October 5, 2017

Finest Hour 177, Summer 2017

Page 32

By Eric Grove

After announcing the declaration of war on 3 September 1939, Prime Minister Neville Chamberlain appointed Winston Churchill First Lord of the Admiralty. This had been the position held by Churchill when the First World War began a quarter of a century earlier. In 1914 Churchill took a typically proactive role, drafting signals and having a problematical relationship with his First Sea Lord, the professional head of the Royal Navy, Lord Fisher. This culminated in a very public clash over the Dardanelles campaign in 1915 and marked a major reverse in Churchill’s career.


As Chancellor of the Exchequer in the 1920s, Churchill fought a campaign against the Admiralty’s shipbuilding plans. He seemed much more interested in the Royal Air Force than the Royal Navy when he adopted rearmament as a cause in the 1930s. Only late in the decade did Lord Chatfield, the First Sea Lord masterminding naval rearmament, mobilise Churchill to the navy’s cause by granting him access to secrets and obtaining his support for a successful campaign to bring the Fleet Air Arm under full naval control. Given this somewhat chequered record, the signal “Winston is back!”—often believed but not proven to have been sent out to the fleet in 1939— would have been as much a warning to senior officers as a morale booster for the younger generation.

[Rows from a pointing dataset]
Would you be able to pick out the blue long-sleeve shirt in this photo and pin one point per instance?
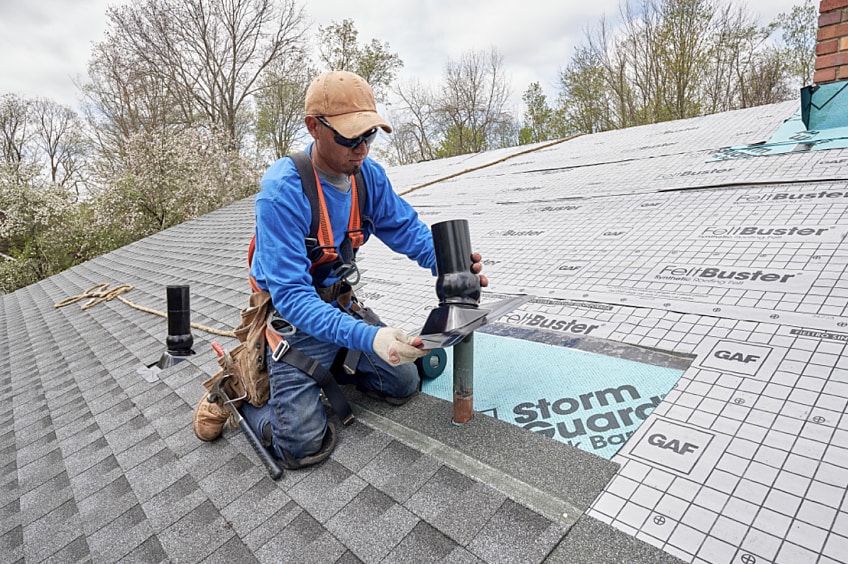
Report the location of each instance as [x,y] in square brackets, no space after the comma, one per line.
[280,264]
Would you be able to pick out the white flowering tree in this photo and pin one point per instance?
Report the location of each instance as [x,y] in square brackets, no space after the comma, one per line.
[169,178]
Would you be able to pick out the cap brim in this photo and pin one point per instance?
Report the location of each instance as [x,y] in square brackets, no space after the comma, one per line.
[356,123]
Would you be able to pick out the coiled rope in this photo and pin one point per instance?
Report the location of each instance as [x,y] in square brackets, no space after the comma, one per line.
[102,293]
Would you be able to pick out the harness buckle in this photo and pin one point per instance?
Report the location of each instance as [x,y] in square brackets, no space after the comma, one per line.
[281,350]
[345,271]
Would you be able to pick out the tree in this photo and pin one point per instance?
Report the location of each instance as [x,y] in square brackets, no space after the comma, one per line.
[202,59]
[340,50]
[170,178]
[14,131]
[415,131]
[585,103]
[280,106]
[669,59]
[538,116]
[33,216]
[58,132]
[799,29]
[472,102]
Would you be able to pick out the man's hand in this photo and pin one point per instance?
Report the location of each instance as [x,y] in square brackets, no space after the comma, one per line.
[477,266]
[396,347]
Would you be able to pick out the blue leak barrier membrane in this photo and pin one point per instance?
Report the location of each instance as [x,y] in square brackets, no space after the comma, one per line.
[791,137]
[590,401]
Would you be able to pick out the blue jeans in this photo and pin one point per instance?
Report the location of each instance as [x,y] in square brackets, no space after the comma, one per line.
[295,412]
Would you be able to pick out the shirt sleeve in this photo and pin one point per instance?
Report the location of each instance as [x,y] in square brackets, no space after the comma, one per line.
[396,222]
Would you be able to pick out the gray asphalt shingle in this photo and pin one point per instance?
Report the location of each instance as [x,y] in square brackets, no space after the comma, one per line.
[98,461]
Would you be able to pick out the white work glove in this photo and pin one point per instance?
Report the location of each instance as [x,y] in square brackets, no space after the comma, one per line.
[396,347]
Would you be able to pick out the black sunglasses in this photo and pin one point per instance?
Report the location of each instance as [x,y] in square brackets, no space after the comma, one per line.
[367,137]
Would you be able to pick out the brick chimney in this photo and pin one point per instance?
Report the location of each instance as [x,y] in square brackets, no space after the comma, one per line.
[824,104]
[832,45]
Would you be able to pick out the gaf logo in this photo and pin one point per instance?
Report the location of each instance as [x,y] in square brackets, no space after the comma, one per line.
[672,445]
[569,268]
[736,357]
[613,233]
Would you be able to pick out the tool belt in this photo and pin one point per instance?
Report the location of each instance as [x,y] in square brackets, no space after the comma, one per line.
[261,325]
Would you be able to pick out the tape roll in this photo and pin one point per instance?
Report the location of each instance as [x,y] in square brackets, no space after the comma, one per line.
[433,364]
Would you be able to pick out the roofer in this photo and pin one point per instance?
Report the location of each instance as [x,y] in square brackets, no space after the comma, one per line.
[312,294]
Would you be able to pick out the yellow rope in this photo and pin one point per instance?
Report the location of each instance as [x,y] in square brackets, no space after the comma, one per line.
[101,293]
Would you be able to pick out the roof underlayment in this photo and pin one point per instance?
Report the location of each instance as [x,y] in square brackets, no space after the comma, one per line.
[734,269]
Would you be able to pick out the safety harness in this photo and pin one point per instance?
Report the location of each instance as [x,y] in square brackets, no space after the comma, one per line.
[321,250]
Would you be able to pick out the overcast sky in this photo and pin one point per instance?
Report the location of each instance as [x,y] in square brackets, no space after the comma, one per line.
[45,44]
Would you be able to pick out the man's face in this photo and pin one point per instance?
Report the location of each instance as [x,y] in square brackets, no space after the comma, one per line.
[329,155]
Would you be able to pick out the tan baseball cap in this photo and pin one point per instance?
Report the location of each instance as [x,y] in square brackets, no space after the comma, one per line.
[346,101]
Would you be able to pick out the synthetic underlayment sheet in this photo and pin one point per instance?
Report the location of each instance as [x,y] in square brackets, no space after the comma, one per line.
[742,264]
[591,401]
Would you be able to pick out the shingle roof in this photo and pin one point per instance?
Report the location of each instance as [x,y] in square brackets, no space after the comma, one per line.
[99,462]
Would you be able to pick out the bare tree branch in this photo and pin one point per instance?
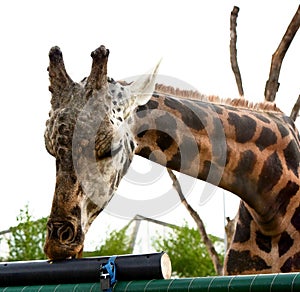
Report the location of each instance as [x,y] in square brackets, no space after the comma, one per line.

---

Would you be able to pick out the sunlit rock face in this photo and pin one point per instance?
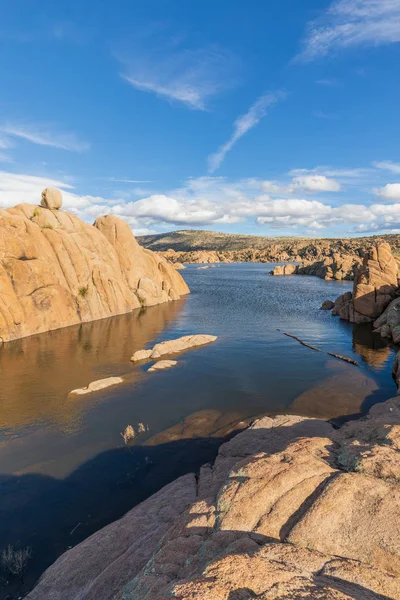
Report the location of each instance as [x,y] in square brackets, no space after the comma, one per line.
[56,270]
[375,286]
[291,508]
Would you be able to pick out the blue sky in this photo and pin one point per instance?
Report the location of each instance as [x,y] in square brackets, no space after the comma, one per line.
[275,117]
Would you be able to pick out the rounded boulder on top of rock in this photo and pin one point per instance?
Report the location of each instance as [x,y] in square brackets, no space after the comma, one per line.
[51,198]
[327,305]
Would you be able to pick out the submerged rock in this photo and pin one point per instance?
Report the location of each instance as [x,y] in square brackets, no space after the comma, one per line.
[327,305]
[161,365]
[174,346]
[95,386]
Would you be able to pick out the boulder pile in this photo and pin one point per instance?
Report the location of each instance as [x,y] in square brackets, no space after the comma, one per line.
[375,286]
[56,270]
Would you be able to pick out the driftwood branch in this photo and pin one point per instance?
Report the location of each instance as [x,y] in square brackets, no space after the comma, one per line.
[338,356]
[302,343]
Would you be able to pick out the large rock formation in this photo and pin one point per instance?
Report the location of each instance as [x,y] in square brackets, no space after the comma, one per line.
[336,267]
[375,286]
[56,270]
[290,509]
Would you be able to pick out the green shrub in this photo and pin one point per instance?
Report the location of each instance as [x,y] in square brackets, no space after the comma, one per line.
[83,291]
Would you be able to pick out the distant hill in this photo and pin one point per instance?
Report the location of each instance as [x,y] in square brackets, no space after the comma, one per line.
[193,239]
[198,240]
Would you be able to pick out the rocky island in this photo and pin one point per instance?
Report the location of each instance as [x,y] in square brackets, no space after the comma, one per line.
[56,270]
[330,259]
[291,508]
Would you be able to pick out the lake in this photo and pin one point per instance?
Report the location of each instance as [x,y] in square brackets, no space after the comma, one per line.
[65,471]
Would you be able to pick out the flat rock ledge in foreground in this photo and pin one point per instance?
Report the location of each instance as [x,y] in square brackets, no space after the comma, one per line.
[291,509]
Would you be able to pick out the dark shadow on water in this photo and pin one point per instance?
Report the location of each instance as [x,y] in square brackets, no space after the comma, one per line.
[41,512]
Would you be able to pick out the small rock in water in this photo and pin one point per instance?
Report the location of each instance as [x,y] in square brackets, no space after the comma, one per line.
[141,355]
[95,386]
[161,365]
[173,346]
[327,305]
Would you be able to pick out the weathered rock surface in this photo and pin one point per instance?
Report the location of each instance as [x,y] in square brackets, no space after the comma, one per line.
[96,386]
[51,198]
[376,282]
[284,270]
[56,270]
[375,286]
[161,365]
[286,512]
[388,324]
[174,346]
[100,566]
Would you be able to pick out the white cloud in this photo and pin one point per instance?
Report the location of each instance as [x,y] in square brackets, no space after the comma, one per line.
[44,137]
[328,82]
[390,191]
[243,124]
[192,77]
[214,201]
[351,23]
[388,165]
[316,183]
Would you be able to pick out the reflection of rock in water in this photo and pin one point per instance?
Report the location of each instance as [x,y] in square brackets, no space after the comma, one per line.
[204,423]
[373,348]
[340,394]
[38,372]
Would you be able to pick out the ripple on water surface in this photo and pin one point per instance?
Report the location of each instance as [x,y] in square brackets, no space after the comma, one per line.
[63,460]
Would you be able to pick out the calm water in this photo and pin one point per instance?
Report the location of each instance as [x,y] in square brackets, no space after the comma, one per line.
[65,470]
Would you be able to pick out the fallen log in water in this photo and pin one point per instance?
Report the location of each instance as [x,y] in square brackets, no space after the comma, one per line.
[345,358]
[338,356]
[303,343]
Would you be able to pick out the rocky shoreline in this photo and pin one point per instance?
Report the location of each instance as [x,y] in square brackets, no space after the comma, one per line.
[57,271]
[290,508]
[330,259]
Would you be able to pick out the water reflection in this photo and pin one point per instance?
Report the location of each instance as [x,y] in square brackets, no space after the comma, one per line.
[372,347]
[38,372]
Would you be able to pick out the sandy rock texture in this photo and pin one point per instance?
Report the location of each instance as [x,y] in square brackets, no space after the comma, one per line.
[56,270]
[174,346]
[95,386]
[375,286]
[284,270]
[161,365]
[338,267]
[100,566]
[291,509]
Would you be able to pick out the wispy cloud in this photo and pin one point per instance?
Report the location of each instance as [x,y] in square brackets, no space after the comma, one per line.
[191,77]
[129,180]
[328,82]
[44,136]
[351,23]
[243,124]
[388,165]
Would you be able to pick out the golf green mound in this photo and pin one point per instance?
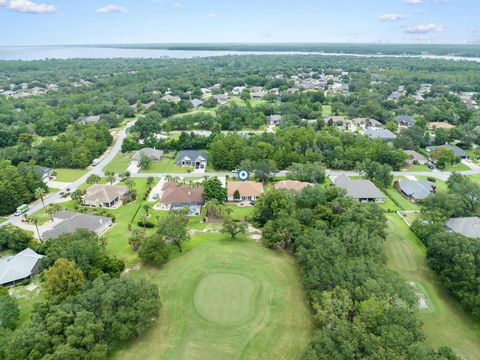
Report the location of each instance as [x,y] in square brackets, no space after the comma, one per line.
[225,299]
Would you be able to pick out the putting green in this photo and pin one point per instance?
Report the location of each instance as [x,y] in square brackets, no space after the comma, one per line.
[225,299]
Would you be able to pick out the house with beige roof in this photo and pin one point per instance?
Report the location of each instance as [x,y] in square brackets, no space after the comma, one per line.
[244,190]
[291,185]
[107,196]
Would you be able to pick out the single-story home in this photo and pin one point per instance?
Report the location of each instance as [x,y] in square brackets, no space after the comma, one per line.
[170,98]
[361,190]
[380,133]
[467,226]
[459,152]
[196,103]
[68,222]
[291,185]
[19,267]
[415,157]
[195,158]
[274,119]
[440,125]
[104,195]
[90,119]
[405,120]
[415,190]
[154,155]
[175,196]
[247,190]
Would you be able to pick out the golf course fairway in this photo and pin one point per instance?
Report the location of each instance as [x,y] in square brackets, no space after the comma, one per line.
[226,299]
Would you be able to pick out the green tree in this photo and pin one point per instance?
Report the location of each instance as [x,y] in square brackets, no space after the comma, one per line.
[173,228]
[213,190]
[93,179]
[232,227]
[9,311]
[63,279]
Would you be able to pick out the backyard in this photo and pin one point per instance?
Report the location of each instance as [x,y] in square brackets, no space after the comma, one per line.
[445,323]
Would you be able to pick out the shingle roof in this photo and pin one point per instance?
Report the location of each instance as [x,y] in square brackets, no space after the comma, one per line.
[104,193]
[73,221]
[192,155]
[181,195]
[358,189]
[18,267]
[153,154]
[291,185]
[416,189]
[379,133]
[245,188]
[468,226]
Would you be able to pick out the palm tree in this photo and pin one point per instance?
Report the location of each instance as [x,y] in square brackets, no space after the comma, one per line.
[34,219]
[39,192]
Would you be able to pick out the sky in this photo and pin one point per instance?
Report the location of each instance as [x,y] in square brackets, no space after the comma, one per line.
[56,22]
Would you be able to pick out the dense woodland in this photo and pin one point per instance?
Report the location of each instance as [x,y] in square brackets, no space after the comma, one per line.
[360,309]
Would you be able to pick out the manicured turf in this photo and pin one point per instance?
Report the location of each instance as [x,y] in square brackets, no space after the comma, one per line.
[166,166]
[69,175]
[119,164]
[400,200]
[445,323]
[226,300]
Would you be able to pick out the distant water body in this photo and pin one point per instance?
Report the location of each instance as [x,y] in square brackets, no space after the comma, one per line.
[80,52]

--

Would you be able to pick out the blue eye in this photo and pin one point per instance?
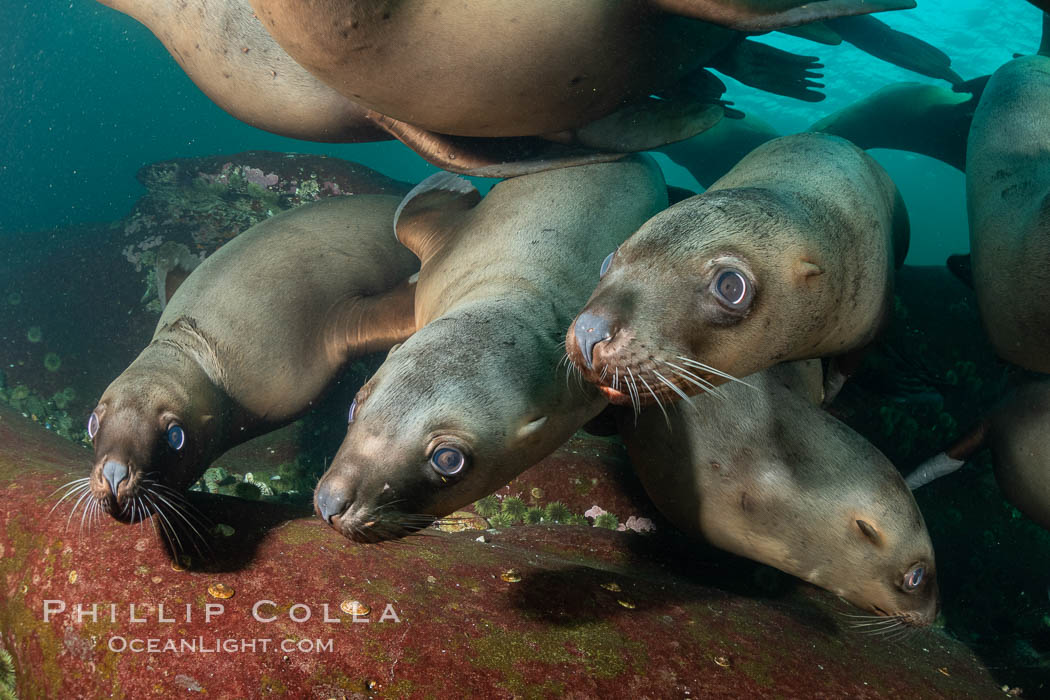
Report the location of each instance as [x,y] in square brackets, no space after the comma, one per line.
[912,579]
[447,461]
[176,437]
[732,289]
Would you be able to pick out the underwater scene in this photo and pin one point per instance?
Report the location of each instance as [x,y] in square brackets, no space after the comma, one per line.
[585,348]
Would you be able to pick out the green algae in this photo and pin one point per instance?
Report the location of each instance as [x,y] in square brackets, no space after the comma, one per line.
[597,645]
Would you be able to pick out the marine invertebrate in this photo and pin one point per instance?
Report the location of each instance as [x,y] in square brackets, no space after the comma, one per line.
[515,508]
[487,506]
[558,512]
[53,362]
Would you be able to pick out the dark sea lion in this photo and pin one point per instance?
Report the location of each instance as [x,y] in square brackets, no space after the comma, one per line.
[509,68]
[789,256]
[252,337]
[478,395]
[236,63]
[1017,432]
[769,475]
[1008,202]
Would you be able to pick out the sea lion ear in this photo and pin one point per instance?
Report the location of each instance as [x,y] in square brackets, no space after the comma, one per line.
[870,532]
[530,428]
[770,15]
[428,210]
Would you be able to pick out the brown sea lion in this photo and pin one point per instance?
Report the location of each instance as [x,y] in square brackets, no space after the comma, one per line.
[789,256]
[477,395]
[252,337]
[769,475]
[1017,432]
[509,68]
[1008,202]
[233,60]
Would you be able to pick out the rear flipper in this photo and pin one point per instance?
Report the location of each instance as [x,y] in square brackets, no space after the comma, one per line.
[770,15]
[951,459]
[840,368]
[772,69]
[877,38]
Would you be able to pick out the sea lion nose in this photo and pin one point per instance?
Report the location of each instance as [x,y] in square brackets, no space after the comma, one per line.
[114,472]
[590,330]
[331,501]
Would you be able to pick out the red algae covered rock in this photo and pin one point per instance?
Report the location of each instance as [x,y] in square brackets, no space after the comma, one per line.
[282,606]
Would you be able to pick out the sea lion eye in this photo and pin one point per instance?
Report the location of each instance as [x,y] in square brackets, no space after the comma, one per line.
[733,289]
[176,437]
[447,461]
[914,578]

• Exercise goal: Reproduce the passage from the article on Churchill's return to the Admiralty word for word, beginning at "October 5, 2017" and stopping after "in Churchill’s career.".

• The reply:
October 5, 2017

Finest Hour 177, Summer 2017

Page 32

By Eric Grove

After announcing the declaration of war on 3 September 1939, Prime Minister Neville Chamberlain appointed Winston Churchill First Lord of the Admiralty. This had been the position held by Churchill when the First World War began a quarter of a century earlier. In 1914 Churchill took a typically proactive role, drafting signals and having a problematical relationship with his First Sea Lord, the professional head of the Royal Navy, Lord Fisher. This culminated in a very public clash over the Dardanelles campaign in 1915 and marked a major reverse in Churchill’s career.